- _EXTRAIT DU DOCUMENT_

══════════════════════════════

11 septembre : samedi 23° semaine. Aussitôt que je crus qu’il y avait un Dieu, je compris que je ne pouvais faire autrement que de ne vivre que pour Lui !

J’aime ces paroles de Paul que nous avons entendues et qui sont, pour moi, comme la marque de l’authenticité chrétienne : « moi, je suis le premier des pécheurs. Mais s’il m’a été fait miséricorde, c’est afin qu’en moi le premier, le Christ Jésus montre toute sa patience, pour donner un exemple à ceux qui devaient croire en lui. » Vous imaginez un dirigeant politique commencer un discours en disant : Vous avez bien fait de m’élire car je ne vaux pas mieux que vous ! Il n’y a que dans l’Eglise qu’on entend de telles paroles. Vous savez d’ailleurs que, lorsqu’un évêque prend la prière eucharitique n°1, c’est lui qui lira le passage où on prie pour le pape et l’évêque, il ne cite pas son nom mais il dit : et pour moi-même ton indigne serviteur ! C’est sûr, il n’y a que dans l’Eglise qu’on entend le responsable parler de lui devant ceux dont il a la responsabilité en ces termes. Oui, c’est vraiment la marque de l’authenticité, de la différence chrétienne.

══════════════════════════════

- _DONNÉES ENREGISTRÉES_
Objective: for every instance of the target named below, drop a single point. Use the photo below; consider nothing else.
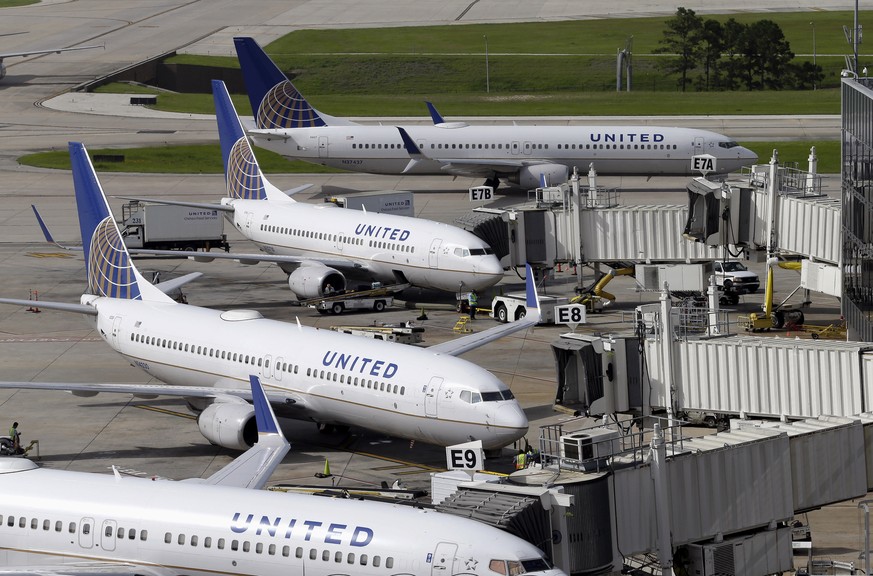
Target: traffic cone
(326, 473)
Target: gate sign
(703, 163)
(481, 193)
(469, 457)
(570, 314)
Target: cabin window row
(211, 352)
(354, 381)
(273, 550)
(72, 527)
(311, 234)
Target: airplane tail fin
(108, 265)
(276, 103)
(242, 174)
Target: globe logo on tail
(243, 174)
(284, 107)
(110, 272)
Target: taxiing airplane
(62, 523)
(322, 245)
(327, 377)
(37, 53)
(520, 155)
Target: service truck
(397, 202)
(164, 227)
(512, 307)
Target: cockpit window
(497, 396)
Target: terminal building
(857, 206)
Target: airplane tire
(501, 313)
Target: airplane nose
(511, 423)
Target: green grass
(206, 159)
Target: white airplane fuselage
(613, 150)
(165, 528)
(390, 248)
(326, 377)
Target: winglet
(437, 118)
(264, 415)
(276, 103)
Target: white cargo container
(164, 227)
(397, 202)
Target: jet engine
(529, 177)
(229, 425)
(310, 281)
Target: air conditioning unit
(591, 444)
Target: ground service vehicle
(164, 227)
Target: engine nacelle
(229, 424)
(530, 177)
(310, 281)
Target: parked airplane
(38, 52)
(322, 245)
(327, 377)
(520, 155)
(58, 522)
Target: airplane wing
(48, 51)
(254, 467)
(466, 343)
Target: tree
(682, 39)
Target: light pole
(487, 74)
(813, 54)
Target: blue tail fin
(107, 264)
(276, 103)
(241, 171)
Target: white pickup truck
(511, 307)
(733, 276)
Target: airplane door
(277, 372)
(107, 535)
(430, 399)
(267, 370)
(433, 255)
(86, 532)
(443, 559)
(116, 328)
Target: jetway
(642, 488)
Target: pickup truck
(733, 276)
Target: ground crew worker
(15, 436)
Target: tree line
(710, 55)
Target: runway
(157, 437)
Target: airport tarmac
(159, 437)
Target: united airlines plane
(522, 156)
(322, 245)
(62, 523)
(327, 377)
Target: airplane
(322, 245)
(521, 156)
(38, 52)
(330, 378)
(64, 523)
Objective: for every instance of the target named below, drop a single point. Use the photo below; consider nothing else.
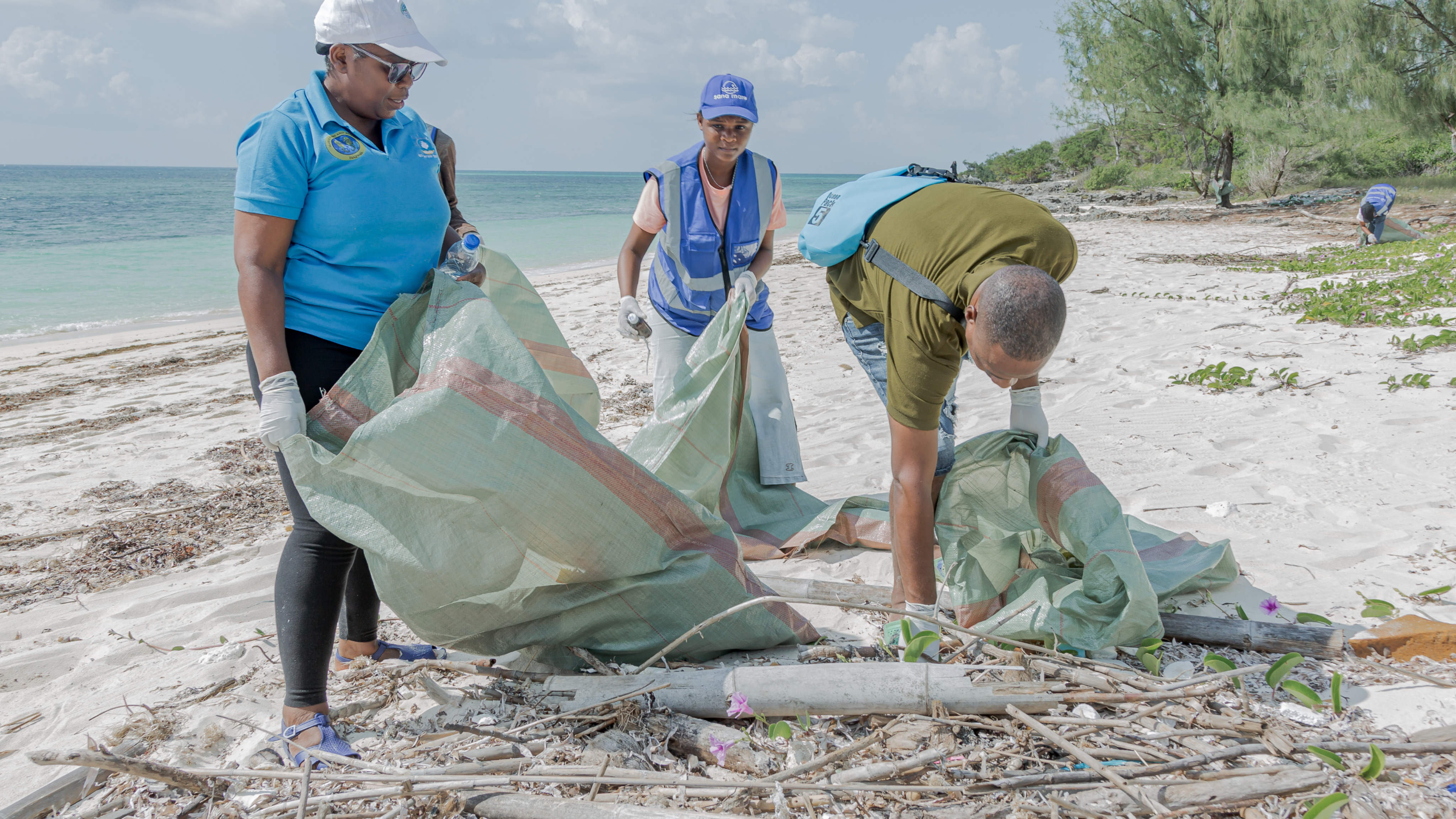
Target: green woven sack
(1021, 527)
(493, 514)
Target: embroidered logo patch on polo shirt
(344, 146)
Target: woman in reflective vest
(714, 209)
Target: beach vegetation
(1278, 97)
(1376, 607)
(1326, 808)
(1376, 764)
(1442, 339)
(1280, 669)
(1420, 381)
(1148, 655)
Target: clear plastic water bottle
(462, 257)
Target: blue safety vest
(1382, 197)
(695, 263)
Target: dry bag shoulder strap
(912, 279)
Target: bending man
(714, 209)
(1374, 212)
(999, 260)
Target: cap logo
(344, 146)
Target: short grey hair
(1024, 311)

══════════════════════════════

- _CONSIGNES_
a) Répondez à ces questions sur le texte consacré à l'authenticité chrétienne :
(i) Quel jour de la semaine accompagne la date du 11 septembre ?
(ii) Dans les paroles de Paul citées, qui se dit « le premier des pécheurs » ?
(iii) Dans le passage où l'on prie pour le pape et l'évêque, quels mots l'évêque prononce-t-il au lieu de son nom ?
b) Résumez sous forme de liste le paragraphe du texte sur l'authenticité chrétienne qui commence par « J’aime ces paroles de Paul ».
c) Prolongez le texte sur l'authenticité chrétienne après sa dernière phrase.
Les enregistrements n'ont aucun rôle ici.

- _RÉPONSES_
a)
(i) Samedi.
(ii) Paul lui-même (« moi »).
(iii) « et pour moi-même ton indigne serviteur ».

b)
- Paul se dit le premier des pécheurs, et la miséricorde qu'il a reçue doit servir d'exemple à ceux qui croiront au Christ Jésus.
- Ces paroles sont pour l'auteur la marque de l'authenticité chrétienne.
- Aucun dirigeant politique ne dirait à ses électeurs qu'il ne vaut pas mieux qu'eux.
- Lorsqu'un évêque prend la prière eucharistique n°1, il prie pour lui-même en se disant « ton indigne serviteur ».
- Seule l'Église entend un responsable parler ainsi de lui devant ceux dont il a la charge, ce qui fait la différence chrétienne.

c)
Comme je l’évoquais déjà hier, Paul ne sera jamais le dernier à reconnaître sa faiblesse, à oser rappeler son passé si peu glorieux. Il ne le fait pas par esprit de mortification, il le fait pour se rappeler de l’immense amour miséricordieux du Seigneur à son égard. « Moi, je suis le premier des pécheurs. Mais s’il m’a été fait miséricorde. » Et finalement, Paul n’aura rien de plus important à dire que cela : nous sommes tous pécheurs, mais il nous a été fait miséricorde, nous sommes tous des pécheurs, mais des pécheurs pardonnés par pure grâce. C’est ce qu’il appellera, à plusieurs reprises, son Evangile alors qu’il n’a pas écrit d’Evangile, mais il utilise le mot au sens étymologique, évangile voulant dire Bonne Nouvelle. Nous sommes tous des pécheurs endurcis mais la bonne nouvelle, c’est que Dieu nous a fait et nous fait sans cesse miséricorde. A cause de notre endurcissement dans le péché, nous ne méritions que la condamnation, mais Christ nous a libérés de la malédiction du péché, le péché qui aura le dernier mot, mais la miséricorde. Et tout cela nous est donné par pure grâce, c’est-à-dire gratuitement, sans que nous ne le méritions.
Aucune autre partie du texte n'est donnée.